___ EXCERPTED RECORDS ___
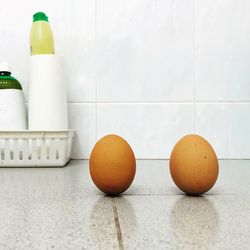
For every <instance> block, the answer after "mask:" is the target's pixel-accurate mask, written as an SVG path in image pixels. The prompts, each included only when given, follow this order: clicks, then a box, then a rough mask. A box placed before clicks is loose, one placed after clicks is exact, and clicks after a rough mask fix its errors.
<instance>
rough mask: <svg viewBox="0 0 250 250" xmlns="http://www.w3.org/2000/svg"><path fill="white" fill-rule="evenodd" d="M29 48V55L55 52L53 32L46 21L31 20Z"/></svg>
mask: <svg viewBox="0 0 250 250" xmlns="http://www.w3.org/2000/svg"><path fill="white" fill-rule="evenodd" d="M30 49H31V55H38V54H54V53H55V52H54V40H53V34H52V30H51V28H50V25H49V23H48V22H46V21H36V22H33V24H32V27H31V32H30Z"/></svg>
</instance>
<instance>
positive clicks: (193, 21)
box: [193, 0, 197, 133]
mask: <svg viewBox="0 0 250 250" xmlns="http://www.w3.org/2000/svg"><path fill="white" fill-rule="evenodd" d="M195 4H196V0H193V64H194V65H193V67H194V68H193V84H194V89H193V91H194V92H193V95H194V132H195V133H197V118H196V116H197V106H196V105H197V104H196V13H195V11H196V5H195Z"/></svg>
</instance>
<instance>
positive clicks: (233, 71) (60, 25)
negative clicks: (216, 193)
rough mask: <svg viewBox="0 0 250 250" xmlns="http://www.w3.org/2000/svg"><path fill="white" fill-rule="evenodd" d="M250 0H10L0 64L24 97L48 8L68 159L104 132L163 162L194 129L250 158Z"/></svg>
mask: <svg viewBox="0 0 250 250" xmlns="http://www.w3.org/2000/svg"><path fill="white" fill-rule="evenodd" d="M249 9H250V1H248V0H220V1H218V0H209V1H208V0H134V1H125V0H106V1H104V0H74V1H67V0H60V1H59V0H52V1H51V0H43V1H38V0H36V1H34V0H26V1H25V3H24V2H21V1H19V0H10V1H5V2H4V3H2V5H1V8H0V34H1V35H0V61H3V60H6V61H8V62H9V63H10V64H11V65H12V66H13V74H14V76H16V77H17V78H18V79H19V80H20V81H21V83H22V85H23V88H24V92H25V95H26V99H27V101H28V95H27V93H28V72H29V67H28V66H29V31H30V26H31V21H32V14H33V13H34V12H36V11H44V12H46V13H47V14H48V16H49V20H50V23H51V26H52V29H53V32H54V36H55V42H56V52H57V53H58V54H61V55H63V56H64V62H65V63H64V66H65V79H66V80H67V82H68V100H69V119H70V121H69V124H70V127H71V128H73V129H76V131H77V135H76V140H75V143H74V148H73V158H88V157H89V154H90V152H91V149H92V147H93V145H94V143H95V141H96V140H97V139H99V138H100V137H101V136H103V135H105V134H107V133H117V134H120V135H121V136H123V137H124V138H126V139H127V140H128V141H129V143H130V144H131V146H132V147H133V149H134V151H135V154H136V156H137V158H168V157H169V154H170V151H171V148H172V147H173V145H174V143H175V142H176V141H177V140H178V138H180V137H181V136H183V135H184V134H187V133H193V132H197V133H199V134H201V135H203V136H204V137H206V138H207V139H208V140H209V141H210V142H211V144H212V145H213V146H214V148H215V150H216V152H217V154H218V156H219V157H220V158H250V129H249V128H250V32H249V29H250V15H249V14H248V10H249Z"/></svg>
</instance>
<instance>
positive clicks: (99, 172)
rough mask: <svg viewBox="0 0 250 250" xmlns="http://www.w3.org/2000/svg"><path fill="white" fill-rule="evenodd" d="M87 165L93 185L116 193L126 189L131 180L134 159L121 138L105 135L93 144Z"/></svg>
mask: <svg viewBox="0 0 250 250" xmlns="http://www.w3.org/2000/svg"><path fill="white" fill-rule="evenodd" d="M89 166H90V175H91V177H92V180H93V182H94V183H95V185H96V186H97V187H98V188H99V189H100V190H101V191H102V192H104V193H106V194H108V195H117V194H120V193H122V192H124V191H125V190H127V189H128V187H129V186H130V185H131V183H132V182H133V180H134V177H135V171H136V160H135V156H134V153H133V151H132V149H131V147H130V146H129V144H128V143H127V142H126V141H125V140H124V139H123V138H121V137H120V136H117V135H107V136H105V137H103V138H102V139H100V140H99V141H98V142H97V143H96V145H95V146H94V148H93V150H92V152H91V155H90V160H89Z"/></svg>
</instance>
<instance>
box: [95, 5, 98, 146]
mask: <svg viewBox="0 0 250 250" xmlns="http://www.w3.org/2000/svg"><path fill="white" fill-rule="evenodd" d="M94 5H95V6H94V13H95V14H94V41H95V60H94V61H95V62H96V47H97V46H96V44H97V0H95V2H94ZM98 85H99V84H98V79H97V76H96V74H95V141H97V131H98V128H97V117H98V115H97V112H98V107H97V105H98Z"/></svg>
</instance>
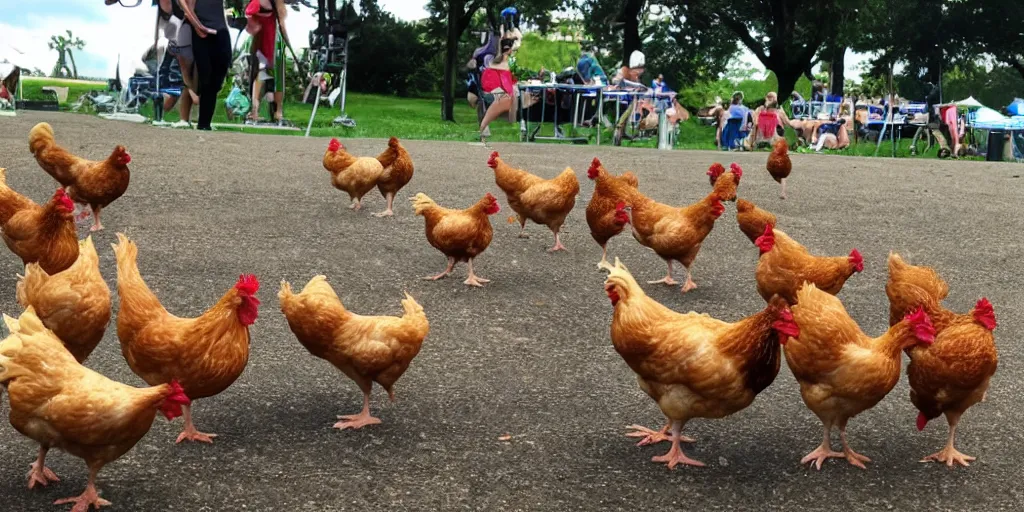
___
Find each line in the records that contains the word "positive", and copy every such line.

positive clicks: (193, 21)
positive clicks: (233, 71) (60, 25)
positive clicks: (99, 172)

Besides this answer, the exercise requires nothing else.